- **EXERCISE TASK 1**
Please print everything in the Slurm mailing-list thread from "I think this" down to "port/try this patch?", word for word.
- **EXERCISE TASK 2**
Output everything from the start of the entries down to the line containing "x=144 y=129", including both ends, with no changes.

- **DOCUMENT EXCERPT**
....
Will this fix be in 14.11.3?
(The system is in the customer's hands, so my ability to test it is
limited.)
Andy
On 12/21/2014 10:59 AM, Artem Polyakov
wrote:
Re: [slurm-dev] slurmstepd: mpi/pmi2: invalid kvs seq from
srun
Hello, Andy!
I think this is the race condition that
I found and fixed few weeks ago:
https://github.com/SchedMD/slurm/commit/bc190aee6f517eefe11c01f455fe4fde73ba8323
There was detailed discussion of it in
bugzilla
http://bugs.schedmd.com/show_bug.cgi?id=1302
Here is the image that demonstrates the
case:
http://bugs.schedmd.com/attachment.cgi?id=1490
Could you port/try this patch?
2014-12-21 21:45 GMT+06:00 Andy Riebs
<andy.ri...@hp.com>:
We are sporadically seeing messages such as these when
running on more than 1000 nodes:
slurmstepd: mpi/pmi2: invalid kvs seq from srun, expect 3
got 2
or
slurmstepd: mpi/pmi2: invalid kvs seq from srun, expect 3
got 2
We have seen this with both SHMEM and BUPC jobs, but we
see it in perhaps 3 or 4 runs out of a hundred. A
typically job might look like
salloc -N1280
srun foo
srun foo
srun foo
On those rare occasions where one of the first two steps
fail, the remaining steps will run just fine, so we know
it's not a question of which nodes are used at each step.
The environment:
* RHEL 6.5
* Slurm 14.11.1
* SHMEM provided by OpenMPI 1.8.4rc1
* Berkeley UPC 2.18.0, built on OpenMPI
The only thing unusual in slurm.conf is MpiDefault=pmi2
(which is probably obvious from the messages).
Any ideas?
Andy
--
Andy Riebs
Hewlett-Packard Company
High Performance Computing
+1 404 648 9024
My opinions are not necessarily those of HP
--
С Уважением, Поляков Артем
Юрьевич
Best regards, Artem Y. Polyakov
....
- **LISTED ENTRIES**

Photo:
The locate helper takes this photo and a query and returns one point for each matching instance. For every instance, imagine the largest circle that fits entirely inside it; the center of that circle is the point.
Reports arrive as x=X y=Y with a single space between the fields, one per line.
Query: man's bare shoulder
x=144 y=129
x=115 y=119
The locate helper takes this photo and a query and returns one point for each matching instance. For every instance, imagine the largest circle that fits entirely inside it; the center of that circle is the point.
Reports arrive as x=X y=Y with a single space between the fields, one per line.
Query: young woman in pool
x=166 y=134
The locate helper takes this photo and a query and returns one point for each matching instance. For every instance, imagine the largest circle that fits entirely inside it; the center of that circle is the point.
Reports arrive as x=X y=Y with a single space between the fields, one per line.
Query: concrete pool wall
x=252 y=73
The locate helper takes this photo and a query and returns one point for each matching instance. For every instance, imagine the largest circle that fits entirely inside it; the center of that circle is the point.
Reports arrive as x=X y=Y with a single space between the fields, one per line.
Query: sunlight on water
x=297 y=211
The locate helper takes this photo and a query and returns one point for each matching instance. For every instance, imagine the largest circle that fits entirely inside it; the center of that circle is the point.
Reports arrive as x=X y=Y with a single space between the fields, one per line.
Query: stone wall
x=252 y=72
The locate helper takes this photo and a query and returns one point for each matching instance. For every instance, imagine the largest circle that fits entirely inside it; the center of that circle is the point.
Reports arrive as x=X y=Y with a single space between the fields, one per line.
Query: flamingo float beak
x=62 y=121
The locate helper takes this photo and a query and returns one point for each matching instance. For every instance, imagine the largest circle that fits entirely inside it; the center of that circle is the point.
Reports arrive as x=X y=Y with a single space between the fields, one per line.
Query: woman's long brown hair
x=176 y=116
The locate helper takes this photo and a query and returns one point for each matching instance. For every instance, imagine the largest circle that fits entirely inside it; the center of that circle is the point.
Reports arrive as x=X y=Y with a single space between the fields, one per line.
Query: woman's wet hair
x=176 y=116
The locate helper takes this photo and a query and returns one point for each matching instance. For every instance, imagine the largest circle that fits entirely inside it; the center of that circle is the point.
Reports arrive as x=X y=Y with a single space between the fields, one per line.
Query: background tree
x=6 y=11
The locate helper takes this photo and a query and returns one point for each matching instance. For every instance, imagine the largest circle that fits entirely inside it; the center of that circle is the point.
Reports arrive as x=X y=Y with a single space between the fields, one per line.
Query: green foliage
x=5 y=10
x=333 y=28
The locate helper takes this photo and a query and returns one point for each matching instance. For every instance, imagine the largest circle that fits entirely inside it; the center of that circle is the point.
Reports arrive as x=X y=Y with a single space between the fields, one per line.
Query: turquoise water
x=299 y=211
....
- **WRITTEN ANSWER 1**
I think this is the race condition that
I found and fixed few weeks ago:
https://github.com/SchedMD/slurm/commit/bc190aee6f517eefe11c01f455fe4fde73ba8323
There was detailed discussion of it in
bugzilla
http://bugs.schedmd.com/show_bug.cgi?id=1302
Here is the image that demonstrates the
case:
http://bugs.schedmd.com/attachment.cgi?id=1490
Could you port/try this patch?

- **WRITTEN ANSWER 2**
Photo:
The locate helper takes this photo and a query and returns one point for each matching instance. For every instance, imagine the largest circle that fits entirely inside it; the center of that circle is the point.
Reports arrive as x=X y=Y with a single space between the fields, one per line.
Query: man's bare shoulder
x=144 y=129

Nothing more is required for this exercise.